### SET EXERCISE
Filter the rows below, copying out each line containing the word "that".

### PROVIDED DATA
##########

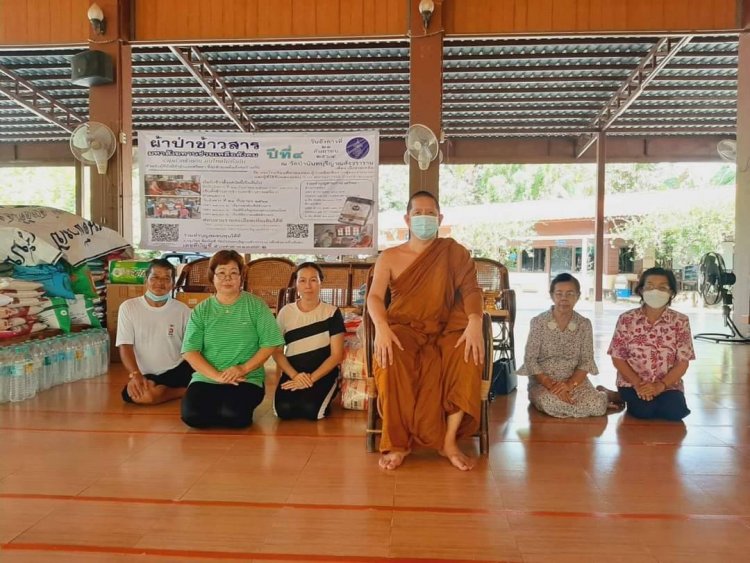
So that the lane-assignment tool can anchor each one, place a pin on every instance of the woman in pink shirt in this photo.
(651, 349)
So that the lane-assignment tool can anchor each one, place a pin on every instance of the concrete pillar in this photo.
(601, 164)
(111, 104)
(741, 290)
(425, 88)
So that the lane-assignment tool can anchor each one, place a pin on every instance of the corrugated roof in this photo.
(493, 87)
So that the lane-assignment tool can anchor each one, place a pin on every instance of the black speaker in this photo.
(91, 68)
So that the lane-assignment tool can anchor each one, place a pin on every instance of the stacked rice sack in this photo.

##########

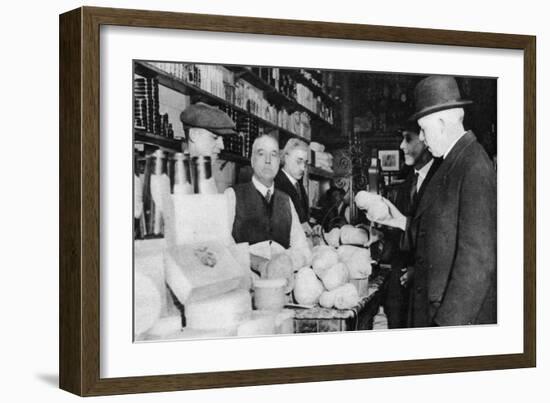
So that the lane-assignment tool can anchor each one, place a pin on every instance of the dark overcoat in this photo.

##########

### PROBLEM SOLUTION
So that the lane-assignment tool can anchor each one, place a pin on every instance of the woman in pink shirt in this photo.
So that the lane-assignment tool can anchor each one, place a pin on every instance of the concrete pillar in this photo.
So that the lane-assignment tool can anchor each one, place a pin on every instance of the corrugated roof in this photo.
So that the lane-assignment tool can anchor each one, place a pin on every instance of the black speaker in this photo.
So that the lane-assignment tool can anchor each one, place a pin on every instance of the stacked rice sack in this photo.
So that the lane-assignment tool can anchor each one, place a pin on every instance of the dark overcoat in this photo.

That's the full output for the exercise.